Graduate Research Opportunities

Community Sample Data Collection

Students in an undergraduate research methods course use a community sampling procedure to collect data every semester. This procedure involves undergraduate students recruiting parents or emerging adults and then asking those participants to recruit other parents/emerging adults. Students in this course are required to recruit a certain number of participants as part of their course grade. Students receive double credit for recruiting father participants in order to promote recruitment and increase participation of fathers. Current projects include the the impact of chronic illness disclosure on social relationships and community perceptions, the development of a computerized parent training program to teach parents how to create a safe sleep environment, teenage alcohol use and involvement in the choking game, ways to improve and understand social support in the context of cancer diagnosis, pain dismissal by social supports and medical professionals, communication about medication between parents and medical providers, family influences on toilet learning, well-being and stress in the context of parenting children with chronic illness, and variability in measures of health related quality of life.

Children’s Hospital of Wisconsin: Gastroenterology (GI)/Feeding Clinic

Through the Children’s Hospital of Wisconsin GI/Feeding clinic, there are several research and clinical opportunities. Research topics include quality of life of youth with constipation and enuresis, treatment outcomes for youth with elimination disorders, quality of life with feeding disorders, parenting stress and meal time behaviors, and coding of feeding observations. Clinically, graduate students are able to work with youth with elimination disorders through vertical team and observe and lead feeding sessions, intakes, and ongoing cases as part of practicum. Current projects include the development of a mealtime smartphone application to provide parents with real-time guidance and feedback on feeding interventions.

Children’s Hospital of Wisconsin: Pain and Palliative Care Clinic

Through the Pain Clinic at CHW, there are several research and clinical opportunities. Research topics include long term treatment outcomes, sibling relationships, quality of life, anxiety sensitivity, and complementary and alternative medicine. Clinically, graduate students are able to complete practicum at the Pain Clinic with opportunities to work with a multidisciplinary team conducting both individual and group therapy. Current projects include examining the effects of pain dismissal and gender differences in pain experiences.

──────

What the exercise asks ▸ Write out the part of the research opportunities text from "Children’s Hospital of Wisconsin: Gastroenterology" to "on feeding interventions.".

──────

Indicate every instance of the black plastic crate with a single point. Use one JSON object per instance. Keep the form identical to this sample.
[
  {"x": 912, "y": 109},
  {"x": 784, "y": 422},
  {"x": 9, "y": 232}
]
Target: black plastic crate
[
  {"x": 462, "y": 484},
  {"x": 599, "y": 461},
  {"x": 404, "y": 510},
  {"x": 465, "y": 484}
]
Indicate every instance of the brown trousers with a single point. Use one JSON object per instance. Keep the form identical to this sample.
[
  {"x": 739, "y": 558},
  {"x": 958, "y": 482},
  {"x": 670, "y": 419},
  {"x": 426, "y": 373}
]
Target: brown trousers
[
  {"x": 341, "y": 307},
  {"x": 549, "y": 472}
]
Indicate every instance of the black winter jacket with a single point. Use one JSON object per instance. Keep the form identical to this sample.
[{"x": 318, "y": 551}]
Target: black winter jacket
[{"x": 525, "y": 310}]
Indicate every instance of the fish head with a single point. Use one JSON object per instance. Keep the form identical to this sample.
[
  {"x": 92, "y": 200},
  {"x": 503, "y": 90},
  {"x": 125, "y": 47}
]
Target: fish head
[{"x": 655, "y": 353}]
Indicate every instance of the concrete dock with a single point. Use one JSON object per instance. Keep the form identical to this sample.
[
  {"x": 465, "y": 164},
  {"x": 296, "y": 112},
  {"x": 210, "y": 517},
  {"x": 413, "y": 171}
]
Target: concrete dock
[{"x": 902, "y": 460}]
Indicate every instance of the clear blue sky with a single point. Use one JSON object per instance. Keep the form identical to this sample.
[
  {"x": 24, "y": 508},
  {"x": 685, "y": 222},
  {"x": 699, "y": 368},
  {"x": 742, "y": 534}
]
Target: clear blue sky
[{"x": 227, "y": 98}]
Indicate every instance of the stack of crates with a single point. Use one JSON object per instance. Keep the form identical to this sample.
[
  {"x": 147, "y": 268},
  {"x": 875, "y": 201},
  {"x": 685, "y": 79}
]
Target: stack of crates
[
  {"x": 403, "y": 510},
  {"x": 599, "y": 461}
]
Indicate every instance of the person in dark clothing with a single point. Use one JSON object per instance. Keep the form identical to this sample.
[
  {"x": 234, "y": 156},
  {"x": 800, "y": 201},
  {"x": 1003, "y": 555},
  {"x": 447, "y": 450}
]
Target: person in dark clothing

──────

Response for this exercise ▸
Children’s Hospital of Wisconsin: Gastroenterology (GI)/Feeding Clinic

Through the Children’s Hospital of Wisconsin GI/Feeding clinic, there are several research and clinical opportunities. Research topics include quality of life of youth with constipation and enuresis, treatment outcomes for youth with elimination disorders, quality of life with feeding disorders, parenting stress and meal time behaviors, and coding of feeding observations. Clinically, graduate students are able to work with youth with elimination disorders through vertical team and observe and lead feeding sessions, intakes, and ongoing cases as part of practicum. Current projects include the development of a mealtime smartphone application to provide parents with real-time guidance and feedback on feeding interventions.